+++ Input material +++

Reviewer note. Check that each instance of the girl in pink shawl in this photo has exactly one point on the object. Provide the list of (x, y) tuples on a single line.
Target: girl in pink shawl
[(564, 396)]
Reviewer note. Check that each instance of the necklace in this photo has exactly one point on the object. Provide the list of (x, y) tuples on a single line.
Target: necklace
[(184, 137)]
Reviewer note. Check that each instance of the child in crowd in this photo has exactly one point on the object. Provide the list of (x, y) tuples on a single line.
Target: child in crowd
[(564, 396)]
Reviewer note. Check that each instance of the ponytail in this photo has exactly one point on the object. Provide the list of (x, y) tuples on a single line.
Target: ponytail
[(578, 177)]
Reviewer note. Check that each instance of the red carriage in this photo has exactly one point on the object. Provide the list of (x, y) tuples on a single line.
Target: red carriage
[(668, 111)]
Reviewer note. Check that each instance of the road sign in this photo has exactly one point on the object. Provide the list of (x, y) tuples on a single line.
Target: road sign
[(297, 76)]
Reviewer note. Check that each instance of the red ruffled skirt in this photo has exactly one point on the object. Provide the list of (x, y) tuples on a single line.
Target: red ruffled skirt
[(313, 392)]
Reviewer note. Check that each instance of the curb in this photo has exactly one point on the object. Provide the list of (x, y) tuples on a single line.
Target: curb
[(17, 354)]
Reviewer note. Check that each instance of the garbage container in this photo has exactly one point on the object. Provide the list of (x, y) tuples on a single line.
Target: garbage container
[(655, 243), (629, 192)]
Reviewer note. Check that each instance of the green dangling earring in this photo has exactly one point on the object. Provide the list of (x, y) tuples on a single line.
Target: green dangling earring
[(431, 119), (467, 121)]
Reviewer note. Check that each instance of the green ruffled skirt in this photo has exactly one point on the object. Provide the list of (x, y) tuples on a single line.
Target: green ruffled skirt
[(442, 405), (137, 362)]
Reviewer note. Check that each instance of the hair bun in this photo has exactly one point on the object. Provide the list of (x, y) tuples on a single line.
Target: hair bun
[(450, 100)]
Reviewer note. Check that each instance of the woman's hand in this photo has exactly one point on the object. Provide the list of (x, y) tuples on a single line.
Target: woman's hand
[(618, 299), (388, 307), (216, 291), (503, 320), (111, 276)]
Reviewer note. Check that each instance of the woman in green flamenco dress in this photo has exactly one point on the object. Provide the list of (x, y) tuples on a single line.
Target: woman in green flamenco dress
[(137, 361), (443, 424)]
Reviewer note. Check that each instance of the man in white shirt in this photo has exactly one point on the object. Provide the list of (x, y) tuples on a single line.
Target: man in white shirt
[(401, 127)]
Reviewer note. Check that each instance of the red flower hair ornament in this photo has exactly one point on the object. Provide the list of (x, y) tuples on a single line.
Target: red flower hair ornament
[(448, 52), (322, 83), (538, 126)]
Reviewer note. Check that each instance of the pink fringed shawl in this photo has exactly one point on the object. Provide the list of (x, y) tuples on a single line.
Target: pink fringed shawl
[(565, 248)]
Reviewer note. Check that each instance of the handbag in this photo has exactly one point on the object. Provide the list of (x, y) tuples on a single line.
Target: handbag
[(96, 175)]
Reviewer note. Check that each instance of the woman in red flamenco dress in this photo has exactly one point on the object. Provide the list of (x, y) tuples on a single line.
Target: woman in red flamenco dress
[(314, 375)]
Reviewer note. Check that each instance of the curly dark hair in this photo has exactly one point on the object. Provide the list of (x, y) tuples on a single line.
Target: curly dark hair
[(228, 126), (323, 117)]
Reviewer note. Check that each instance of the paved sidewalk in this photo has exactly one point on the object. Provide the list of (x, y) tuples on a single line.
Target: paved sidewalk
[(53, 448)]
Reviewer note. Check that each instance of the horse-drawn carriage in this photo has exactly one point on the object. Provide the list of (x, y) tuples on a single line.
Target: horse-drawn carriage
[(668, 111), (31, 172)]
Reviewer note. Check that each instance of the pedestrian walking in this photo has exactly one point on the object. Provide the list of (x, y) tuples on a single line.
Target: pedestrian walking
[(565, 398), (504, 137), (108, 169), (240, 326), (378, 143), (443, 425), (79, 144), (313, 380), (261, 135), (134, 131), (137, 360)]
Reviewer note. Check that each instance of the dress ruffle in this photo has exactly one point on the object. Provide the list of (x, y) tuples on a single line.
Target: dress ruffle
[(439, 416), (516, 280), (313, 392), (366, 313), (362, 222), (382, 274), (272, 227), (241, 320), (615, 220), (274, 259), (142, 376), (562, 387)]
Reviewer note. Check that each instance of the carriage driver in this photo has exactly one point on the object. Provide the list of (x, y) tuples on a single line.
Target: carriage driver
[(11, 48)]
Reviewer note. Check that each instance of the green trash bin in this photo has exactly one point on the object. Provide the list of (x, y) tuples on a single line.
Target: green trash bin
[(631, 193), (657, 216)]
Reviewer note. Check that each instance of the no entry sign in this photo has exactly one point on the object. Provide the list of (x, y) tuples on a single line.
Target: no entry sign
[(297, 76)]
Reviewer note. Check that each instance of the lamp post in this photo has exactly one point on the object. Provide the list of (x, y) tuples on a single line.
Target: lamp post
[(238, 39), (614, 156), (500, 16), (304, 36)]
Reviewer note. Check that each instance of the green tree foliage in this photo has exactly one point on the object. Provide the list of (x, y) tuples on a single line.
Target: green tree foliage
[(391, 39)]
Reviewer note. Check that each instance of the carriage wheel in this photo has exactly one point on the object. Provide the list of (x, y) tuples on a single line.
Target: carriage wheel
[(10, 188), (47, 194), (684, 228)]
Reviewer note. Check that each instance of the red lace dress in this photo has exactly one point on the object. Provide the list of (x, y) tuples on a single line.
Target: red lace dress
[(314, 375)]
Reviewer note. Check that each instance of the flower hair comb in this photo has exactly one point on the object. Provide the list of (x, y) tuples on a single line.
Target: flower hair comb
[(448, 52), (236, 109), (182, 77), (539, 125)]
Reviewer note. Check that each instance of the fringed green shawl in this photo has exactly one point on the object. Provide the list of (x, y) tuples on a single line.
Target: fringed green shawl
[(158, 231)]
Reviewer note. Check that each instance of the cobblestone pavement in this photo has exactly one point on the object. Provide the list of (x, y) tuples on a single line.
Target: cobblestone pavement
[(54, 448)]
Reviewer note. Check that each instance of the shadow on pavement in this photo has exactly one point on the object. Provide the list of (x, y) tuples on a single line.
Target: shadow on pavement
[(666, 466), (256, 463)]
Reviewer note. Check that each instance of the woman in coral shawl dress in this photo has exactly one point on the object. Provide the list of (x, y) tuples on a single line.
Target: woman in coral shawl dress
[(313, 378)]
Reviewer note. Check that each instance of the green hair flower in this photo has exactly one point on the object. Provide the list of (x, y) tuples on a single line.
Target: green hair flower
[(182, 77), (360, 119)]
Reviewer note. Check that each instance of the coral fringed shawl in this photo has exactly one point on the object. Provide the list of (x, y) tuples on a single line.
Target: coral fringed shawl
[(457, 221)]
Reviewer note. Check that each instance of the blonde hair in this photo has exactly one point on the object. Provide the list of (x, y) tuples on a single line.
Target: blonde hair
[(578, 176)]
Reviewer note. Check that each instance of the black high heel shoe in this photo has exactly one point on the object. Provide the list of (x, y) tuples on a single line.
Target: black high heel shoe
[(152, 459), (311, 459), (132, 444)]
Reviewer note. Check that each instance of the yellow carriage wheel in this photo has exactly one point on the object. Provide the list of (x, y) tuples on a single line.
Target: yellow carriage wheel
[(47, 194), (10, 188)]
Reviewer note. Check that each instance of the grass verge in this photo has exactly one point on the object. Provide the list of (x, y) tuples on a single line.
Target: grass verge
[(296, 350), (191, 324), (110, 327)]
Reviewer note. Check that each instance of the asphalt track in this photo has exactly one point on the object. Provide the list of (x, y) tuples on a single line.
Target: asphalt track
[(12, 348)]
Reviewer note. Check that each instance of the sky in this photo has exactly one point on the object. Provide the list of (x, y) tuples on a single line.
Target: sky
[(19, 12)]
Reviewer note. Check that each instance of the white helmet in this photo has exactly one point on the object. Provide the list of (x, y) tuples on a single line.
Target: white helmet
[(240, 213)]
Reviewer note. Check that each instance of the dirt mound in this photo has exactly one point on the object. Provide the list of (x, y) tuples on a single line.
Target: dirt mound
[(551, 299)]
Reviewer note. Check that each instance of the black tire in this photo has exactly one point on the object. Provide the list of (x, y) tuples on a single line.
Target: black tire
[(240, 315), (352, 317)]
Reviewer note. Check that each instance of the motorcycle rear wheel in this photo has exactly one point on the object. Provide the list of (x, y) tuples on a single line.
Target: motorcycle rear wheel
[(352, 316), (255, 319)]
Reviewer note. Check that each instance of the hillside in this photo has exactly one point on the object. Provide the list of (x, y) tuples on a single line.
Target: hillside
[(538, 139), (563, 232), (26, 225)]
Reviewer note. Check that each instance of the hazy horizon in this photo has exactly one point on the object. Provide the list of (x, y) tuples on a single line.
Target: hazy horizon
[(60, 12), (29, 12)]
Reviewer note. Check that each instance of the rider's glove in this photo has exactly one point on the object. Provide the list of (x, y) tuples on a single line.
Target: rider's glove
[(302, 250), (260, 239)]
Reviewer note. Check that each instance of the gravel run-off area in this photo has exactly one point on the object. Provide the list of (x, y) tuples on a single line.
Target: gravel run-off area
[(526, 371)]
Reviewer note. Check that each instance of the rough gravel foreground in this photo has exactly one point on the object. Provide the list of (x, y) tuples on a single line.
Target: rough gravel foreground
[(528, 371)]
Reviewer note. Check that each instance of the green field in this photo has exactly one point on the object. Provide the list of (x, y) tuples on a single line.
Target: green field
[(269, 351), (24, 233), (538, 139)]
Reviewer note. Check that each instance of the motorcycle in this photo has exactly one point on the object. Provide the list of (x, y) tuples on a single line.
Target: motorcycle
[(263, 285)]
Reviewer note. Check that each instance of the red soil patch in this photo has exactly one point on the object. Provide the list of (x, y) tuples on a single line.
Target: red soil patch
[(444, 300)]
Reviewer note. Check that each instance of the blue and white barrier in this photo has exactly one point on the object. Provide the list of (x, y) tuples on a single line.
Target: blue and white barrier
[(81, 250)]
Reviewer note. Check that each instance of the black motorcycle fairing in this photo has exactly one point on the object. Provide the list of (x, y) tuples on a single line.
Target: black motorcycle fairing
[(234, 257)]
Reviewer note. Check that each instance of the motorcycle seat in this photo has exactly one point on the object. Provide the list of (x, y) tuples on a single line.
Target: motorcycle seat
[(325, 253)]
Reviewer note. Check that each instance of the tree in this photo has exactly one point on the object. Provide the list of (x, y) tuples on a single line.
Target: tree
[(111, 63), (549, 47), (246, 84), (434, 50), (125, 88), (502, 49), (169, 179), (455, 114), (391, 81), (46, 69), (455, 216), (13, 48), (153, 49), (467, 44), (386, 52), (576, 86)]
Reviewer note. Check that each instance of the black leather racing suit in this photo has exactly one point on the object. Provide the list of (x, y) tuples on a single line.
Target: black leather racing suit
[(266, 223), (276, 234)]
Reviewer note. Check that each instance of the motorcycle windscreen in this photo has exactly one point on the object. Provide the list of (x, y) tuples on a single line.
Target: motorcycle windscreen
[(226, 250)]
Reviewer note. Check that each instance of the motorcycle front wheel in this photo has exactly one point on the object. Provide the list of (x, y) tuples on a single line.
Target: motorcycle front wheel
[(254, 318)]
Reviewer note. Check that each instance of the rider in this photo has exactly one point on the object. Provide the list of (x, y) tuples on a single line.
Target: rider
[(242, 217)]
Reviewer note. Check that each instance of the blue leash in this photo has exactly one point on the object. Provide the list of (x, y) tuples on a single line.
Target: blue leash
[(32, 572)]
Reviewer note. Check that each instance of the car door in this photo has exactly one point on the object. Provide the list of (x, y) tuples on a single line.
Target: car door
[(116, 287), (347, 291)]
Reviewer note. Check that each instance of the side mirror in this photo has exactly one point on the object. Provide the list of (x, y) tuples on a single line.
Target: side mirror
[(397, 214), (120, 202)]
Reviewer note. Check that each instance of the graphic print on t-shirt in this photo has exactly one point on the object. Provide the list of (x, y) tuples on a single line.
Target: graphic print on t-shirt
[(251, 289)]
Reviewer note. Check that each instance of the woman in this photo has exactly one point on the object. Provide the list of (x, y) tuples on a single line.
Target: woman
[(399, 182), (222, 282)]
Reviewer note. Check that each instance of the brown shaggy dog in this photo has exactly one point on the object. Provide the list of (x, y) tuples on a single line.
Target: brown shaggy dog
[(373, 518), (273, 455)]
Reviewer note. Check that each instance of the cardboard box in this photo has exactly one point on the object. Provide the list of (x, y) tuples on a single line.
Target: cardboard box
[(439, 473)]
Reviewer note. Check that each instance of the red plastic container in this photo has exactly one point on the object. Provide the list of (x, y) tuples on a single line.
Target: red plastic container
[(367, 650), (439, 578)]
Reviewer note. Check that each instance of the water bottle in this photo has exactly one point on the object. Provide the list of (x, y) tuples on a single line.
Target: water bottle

+++

Copy the data again in full, starting at the line that contains "Reviewer note. Check that each instance of the dress" and ending at the line that contains "[(391, 39)]", and shift each listed point by adding 11 to both its x and y coordinates.

Reviewer note. Check that each instance of the dress ruffle in this photo has exactly one point on the object. Provide the list of (x, y) tuples on a single line.
Target: dress ruffle
[(450, 427), (527, 291), (324, 403), (377, 324), (373, 233), (393, 285), (283, 238), (252, 331), (626, 231), (285, 270), (153, 387), (573, 398)]
Reviewer note. Check that each instance of the carriage driver in this photo has exactly one point on the object. Provide the list of (x, y) tuples on a single line.
Target: carriage driver
[(22, 59)]
Reviewer note. Check that each instance of the green trash bin in this photo has exactly one point on the object. Provide the list of (x, y) tuples on a single line.
Target: green trash bin
[(642, 204), (668, 227)]
Reviewer note. Check that each instance of the no entry sign in this photo has exactly one point on the object. Provide the list of (x, y) tuples on a single line.
Target: no entry sign
[(308, 87)]
Reviewer note. Check that each instance of the lamp post in this photo has exactly one point on the object. Provide the list of (x, y) tuples on a single line.
Target: lamp post
[(249, 50), (625, 167), (511, 27), (315, 47)]
Reviewer note. Check that each instance of the green tree foliage in this photo has exactly one point on the object. Provide the list of (x, y) tuples on a single line.
Target: green tree foliage
[(402, 50)]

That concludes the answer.